#### Study material ####

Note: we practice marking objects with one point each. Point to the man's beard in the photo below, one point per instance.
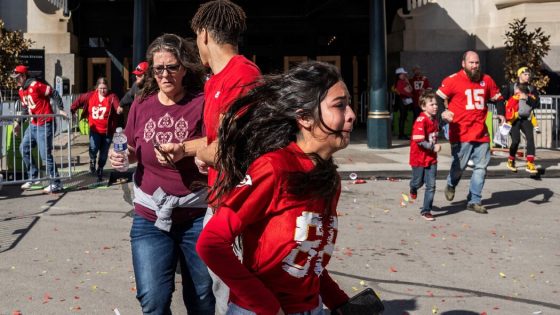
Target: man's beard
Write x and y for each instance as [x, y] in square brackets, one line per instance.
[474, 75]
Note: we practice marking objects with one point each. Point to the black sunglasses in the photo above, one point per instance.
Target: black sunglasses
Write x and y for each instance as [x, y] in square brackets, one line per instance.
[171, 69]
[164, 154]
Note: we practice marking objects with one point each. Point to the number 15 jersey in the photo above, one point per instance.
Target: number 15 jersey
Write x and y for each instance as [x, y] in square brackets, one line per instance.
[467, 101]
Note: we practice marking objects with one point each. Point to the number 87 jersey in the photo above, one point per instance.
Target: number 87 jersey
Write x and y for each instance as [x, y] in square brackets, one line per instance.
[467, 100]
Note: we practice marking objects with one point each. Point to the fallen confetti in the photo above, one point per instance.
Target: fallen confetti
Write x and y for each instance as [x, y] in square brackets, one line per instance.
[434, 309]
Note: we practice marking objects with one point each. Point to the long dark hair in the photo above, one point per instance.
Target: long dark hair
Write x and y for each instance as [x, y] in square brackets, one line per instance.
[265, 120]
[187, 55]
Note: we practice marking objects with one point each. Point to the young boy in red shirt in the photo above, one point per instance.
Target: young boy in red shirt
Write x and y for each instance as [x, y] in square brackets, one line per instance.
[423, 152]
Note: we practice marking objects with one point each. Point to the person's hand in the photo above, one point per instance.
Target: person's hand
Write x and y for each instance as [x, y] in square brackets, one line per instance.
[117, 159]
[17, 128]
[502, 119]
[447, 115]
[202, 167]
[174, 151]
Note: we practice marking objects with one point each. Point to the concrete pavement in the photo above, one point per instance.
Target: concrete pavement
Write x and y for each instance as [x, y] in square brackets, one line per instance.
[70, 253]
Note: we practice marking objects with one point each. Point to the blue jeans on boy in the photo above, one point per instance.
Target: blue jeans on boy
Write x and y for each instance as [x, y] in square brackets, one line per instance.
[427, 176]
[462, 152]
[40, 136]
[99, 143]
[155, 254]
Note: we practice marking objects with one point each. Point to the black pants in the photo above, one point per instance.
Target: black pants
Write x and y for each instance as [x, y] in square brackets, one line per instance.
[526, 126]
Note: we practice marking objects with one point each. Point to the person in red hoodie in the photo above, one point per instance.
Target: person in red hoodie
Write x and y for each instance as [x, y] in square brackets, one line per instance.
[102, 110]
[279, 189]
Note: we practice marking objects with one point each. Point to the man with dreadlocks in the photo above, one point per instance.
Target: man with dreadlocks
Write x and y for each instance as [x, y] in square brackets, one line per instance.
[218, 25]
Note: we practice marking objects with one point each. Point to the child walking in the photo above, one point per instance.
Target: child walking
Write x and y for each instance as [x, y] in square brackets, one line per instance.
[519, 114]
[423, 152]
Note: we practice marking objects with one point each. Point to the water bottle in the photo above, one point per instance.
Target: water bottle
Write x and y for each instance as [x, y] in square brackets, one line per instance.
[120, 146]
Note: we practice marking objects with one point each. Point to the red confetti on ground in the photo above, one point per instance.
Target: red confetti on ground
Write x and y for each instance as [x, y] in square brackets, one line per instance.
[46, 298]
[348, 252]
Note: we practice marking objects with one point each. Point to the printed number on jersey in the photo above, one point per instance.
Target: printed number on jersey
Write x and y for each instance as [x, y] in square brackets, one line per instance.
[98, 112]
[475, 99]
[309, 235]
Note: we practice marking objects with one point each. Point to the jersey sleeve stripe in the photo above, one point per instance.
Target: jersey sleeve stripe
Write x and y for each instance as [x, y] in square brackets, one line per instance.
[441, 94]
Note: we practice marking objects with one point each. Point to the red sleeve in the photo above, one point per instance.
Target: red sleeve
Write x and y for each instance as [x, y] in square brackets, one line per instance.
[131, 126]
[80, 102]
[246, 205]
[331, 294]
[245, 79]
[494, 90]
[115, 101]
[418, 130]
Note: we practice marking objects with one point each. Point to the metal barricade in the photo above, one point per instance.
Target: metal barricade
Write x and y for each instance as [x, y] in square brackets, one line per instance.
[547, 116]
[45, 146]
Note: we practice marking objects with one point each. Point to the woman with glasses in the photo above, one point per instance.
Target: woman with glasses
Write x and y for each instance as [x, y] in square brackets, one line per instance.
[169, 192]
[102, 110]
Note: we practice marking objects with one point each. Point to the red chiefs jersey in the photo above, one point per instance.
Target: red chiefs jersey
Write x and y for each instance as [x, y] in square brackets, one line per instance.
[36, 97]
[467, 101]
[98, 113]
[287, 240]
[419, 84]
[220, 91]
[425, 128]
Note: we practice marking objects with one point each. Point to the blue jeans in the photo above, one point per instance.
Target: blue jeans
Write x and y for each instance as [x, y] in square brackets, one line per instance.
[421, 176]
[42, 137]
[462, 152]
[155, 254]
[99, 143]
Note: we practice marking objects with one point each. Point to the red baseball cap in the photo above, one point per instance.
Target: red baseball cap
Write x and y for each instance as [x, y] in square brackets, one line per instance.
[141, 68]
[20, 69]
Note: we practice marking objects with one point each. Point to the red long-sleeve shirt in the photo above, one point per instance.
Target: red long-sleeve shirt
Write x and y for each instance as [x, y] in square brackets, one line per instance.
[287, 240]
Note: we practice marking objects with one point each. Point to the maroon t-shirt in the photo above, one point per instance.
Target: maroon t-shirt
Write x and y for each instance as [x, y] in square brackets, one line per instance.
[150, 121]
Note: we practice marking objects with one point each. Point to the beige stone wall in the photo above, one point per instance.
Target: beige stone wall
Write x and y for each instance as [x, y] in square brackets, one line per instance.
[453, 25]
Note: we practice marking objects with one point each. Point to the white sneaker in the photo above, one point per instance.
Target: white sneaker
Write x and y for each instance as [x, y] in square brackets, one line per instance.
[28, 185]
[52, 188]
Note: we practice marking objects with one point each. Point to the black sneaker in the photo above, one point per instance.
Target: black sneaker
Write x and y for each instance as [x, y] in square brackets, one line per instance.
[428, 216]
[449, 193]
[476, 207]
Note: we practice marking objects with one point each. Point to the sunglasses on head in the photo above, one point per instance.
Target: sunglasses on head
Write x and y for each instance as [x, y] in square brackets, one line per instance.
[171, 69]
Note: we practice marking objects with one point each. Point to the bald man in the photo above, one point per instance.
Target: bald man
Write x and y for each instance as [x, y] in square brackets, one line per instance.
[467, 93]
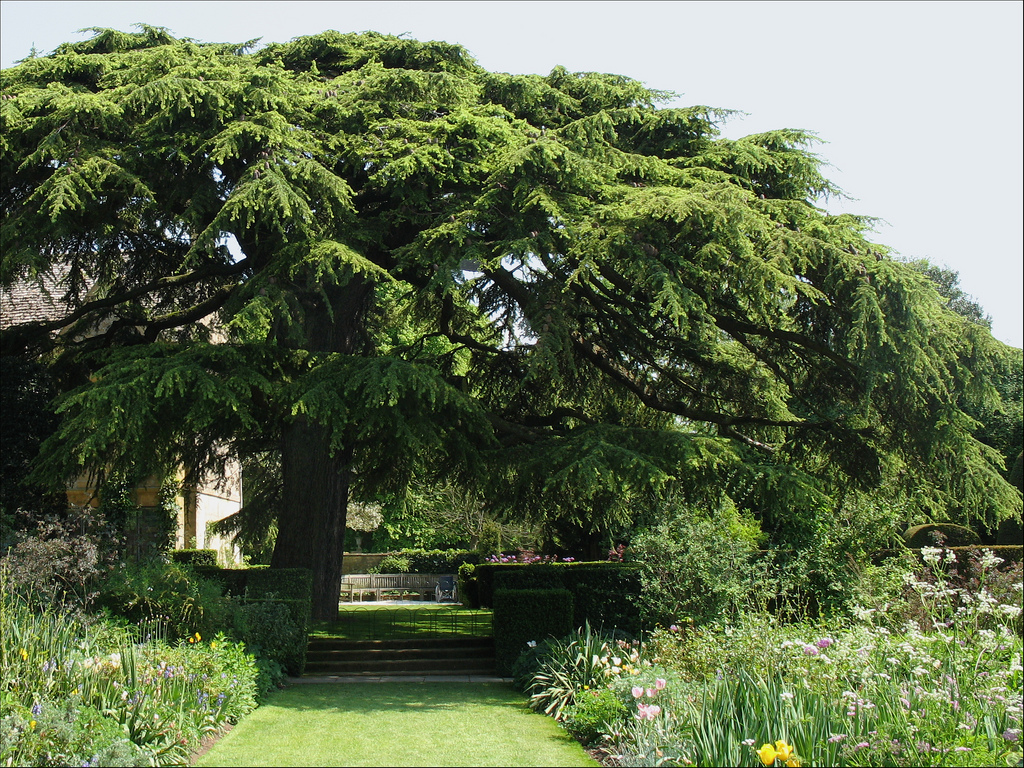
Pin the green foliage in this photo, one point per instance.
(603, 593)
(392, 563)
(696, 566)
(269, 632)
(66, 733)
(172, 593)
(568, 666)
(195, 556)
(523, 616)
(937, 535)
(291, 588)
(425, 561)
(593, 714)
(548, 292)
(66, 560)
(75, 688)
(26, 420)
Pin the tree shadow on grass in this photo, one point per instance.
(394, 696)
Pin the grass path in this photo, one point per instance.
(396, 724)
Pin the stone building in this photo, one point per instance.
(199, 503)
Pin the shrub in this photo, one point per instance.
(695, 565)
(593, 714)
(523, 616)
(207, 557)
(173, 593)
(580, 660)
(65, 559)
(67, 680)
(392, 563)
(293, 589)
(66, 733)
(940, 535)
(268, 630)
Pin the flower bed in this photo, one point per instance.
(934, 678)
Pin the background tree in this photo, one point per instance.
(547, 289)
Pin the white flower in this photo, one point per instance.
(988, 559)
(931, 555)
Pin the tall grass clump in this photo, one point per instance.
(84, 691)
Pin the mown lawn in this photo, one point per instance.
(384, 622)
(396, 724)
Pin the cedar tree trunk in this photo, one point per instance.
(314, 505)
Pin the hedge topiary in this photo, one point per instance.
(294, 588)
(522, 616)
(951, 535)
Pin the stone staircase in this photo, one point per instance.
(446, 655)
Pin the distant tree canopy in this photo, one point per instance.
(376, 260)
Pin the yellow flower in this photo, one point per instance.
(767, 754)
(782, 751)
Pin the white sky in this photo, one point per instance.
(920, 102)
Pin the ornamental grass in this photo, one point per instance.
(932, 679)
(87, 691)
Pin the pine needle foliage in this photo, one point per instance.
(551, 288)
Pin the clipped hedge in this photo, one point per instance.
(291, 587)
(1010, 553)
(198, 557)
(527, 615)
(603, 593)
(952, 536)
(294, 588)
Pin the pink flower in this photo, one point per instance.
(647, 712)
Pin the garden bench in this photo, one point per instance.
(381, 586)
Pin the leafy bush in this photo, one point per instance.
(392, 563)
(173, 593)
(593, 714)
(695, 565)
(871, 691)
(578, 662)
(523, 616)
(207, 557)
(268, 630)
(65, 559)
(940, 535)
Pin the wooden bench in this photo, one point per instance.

####

What the task requires:
Every line of the material that includes the word "metal" needs to be copied.

Answer to this problem:
Note: we practice marking objects with one point each. Point to the metal barricade in the photo above, one point per instance.
Target: metal barricade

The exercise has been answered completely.